_Problem to work on:_ In the blog post below about living with poor health, how often does the writer use the Symbicort inhaler?

"It is health that is real wealth and not pieces of gold and silver."

"It is health that is real wealth and not pieces of gold and silver."

~Mohandas K Gandhi

Wednesday, January 12, 2011

I wonder, sometimes...

...what it's like to be healthy.  My health limits me in little ways people wouldn't think.

For example: We are going to Disney World later this year.  Originally, instead of summer, we discussed going during one of my school breaks.  I vetoed the February break week immediately, with the words, "I'm usually recovering from somethign that week.  I don't want to spend my vacation sick."

I don't shake hands with people in church (I'm Episcopalian) during the winter at all.  I tell people I have a cold and would rather not, because I don't want to give it to them.  (Thank you, H1N1; people are a LOT more accepting of this ow than they used to be!)  In reality, though, I don't shake hands because I am afraid someone will give ME something.  This is the same reason I "dip" the Eucharist and don't drink from the Cup. 

I have to plan my schedule around my medication schedule.  Any medication works best when it's taken at or around the same time every day.  This means every 12 hours, I have to use my Symbicort inhaler.  Every night around 7pm, I have to take a few other pills.  Every morning as soon as I wake up, I need to take Nexxium.  And so it goes.  And, yes, I do notice when I forget or am late to take my meds for whatever reason.  When I go out in the evenings, this also produces a dilemma: do I take everything before I leave, and be able to breathe, but take the chance that the various meds will make me too drowsy to safely drive home, or do I wait until I get home, and hope that I don't have a coughing fit or asthma attack while out? 

Most of the time, I'm of the opinion that my situation, having been sick my whole life, is much easier than for someone who was healthy and now has health problems.  I don't know what I never had, so how could I really miss it?  But sometimes, like tonight, when I'm feeling melancholy, I wish that I could experience just for one day how it feels to not have to take any medications, or remember my inhaler, or hear someone sneeze or cough and not immediately worry that I can feel the little disease-filled droplets making their way into my system.

_Data records:_

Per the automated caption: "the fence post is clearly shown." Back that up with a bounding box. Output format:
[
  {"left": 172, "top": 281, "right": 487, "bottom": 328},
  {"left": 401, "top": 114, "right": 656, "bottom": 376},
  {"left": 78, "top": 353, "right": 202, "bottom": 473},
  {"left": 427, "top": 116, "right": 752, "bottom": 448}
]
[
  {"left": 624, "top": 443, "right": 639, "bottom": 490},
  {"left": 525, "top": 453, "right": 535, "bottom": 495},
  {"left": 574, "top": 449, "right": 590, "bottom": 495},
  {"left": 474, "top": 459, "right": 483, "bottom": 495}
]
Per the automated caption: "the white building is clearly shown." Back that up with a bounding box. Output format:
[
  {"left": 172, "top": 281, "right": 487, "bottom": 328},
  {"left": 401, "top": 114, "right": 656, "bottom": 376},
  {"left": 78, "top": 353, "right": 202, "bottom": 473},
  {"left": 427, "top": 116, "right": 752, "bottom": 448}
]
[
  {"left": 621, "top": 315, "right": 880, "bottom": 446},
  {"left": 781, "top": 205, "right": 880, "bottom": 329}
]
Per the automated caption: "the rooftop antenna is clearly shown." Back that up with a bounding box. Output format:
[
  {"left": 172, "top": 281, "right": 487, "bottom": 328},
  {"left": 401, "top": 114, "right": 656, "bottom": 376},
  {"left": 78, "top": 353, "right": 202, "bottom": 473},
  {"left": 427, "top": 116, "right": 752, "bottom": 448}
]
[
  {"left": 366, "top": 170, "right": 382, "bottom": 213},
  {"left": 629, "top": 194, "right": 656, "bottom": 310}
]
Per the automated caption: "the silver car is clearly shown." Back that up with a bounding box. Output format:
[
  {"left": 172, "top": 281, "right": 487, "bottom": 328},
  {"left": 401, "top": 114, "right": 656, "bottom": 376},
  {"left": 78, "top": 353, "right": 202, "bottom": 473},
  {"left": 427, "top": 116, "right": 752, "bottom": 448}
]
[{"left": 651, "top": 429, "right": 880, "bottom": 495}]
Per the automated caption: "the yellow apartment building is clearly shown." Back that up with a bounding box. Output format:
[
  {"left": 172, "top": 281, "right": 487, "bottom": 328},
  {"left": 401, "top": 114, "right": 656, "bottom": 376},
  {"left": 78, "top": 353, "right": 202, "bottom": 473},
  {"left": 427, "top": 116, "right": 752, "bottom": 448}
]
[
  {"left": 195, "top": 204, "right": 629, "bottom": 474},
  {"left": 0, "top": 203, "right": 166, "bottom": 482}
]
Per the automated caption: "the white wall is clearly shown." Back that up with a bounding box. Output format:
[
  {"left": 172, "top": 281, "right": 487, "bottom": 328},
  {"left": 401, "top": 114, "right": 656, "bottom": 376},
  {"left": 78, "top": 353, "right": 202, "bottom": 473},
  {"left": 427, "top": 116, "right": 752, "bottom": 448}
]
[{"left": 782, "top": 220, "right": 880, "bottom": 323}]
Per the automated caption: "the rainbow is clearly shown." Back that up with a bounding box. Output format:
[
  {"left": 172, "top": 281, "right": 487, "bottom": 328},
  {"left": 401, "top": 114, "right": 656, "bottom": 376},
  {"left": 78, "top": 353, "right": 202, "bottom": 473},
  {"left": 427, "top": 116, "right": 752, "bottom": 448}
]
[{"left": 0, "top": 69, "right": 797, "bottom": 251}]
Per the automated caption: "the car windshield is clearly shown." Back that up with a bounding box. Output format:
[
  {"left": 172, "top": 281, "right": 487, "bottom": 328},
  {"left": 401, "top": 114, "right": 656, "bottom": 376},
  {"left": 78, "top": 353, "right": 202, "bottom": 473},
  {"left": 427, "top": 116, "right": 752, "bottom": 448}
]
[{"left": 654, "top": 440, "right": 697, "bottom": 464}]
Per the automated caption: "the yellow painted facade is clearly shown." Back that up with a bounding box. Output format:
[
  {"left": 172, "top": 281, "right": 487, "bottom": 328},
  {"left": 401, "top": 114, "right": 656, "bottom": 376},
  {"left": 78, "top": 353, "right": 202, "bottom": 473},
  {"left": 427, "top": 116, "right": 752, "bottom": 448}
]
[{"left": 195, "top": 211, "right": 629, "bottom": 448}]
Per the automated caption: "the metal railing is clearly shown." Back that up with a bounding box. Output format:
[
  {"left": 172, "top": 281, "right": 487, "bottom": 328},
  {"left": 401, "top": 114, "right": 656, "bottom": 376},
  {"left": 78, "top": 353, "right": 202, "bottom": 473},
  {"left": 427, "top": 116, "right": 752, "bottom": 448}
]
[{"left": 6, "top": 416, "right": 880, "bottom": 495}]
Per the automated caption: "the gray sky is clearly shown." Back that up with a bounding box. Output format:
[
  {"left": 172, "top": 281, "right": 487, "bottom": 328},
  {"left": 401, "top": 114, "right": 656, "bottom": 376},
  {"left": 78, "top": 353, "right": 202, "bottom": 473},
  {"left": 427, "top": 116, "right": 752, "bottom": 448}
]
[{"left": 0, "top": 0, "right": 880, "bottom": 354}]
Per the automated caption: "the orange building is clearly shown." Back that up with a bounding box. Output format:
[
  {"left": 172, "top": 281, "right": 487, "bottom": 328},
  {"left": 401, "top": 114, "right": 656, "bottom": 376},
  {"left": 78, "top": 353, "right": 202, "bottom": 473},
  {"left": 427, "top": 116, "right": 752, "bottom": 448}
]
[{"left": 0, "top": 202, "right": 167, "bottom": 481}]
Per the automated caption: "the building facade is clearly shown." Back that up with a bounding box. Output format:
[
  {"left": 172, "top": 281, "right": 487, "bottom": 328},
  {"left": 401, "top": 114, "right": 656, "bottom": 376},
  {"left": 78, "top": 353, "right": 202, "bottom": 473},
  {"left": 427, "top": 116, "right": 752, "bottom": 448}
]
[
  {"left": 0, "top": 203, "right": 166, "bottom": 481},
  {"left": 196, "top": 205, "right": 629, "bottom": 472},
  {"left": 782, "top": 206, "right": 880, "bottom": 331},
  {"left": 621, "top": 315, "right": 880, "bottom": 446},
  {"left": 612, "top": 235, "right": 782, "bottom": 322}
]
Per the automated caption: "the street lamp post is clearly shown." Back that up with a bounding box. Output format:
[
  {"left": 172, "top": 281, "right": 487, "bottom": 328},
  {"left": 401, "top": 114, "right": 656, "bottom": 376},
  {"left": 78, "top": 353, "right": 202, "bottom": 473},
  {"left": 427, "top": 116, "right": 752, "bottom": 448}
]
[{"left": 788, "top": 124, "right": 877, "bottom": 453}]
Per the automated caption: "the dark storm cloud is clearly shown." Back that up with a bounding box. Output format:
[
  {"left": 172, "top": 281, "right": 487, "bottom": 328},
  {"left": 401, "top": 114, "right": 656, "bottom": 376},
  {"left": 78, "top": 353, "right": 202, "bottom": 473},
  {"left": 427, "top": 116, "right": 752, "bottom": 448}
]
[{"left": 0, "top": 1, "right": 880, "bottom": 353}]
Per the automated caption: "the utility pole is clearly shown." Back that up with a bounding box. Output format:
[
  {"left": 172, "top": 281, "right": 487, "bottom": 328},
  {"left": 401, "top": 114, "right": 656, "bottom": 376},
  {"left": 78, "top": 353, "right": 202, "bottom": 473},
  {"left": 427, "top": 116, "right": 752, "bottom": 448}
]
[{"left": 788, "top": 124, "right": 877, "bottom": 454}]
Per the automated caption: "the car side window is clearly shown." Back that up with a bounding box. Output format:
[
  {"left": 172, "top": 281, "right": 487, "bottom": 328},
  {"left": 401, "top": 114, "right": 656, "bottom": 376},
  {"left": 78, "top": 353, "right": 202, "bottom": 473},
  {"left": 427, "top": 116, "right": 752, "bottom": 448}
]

_Answer to this task:_ Every 12 hours.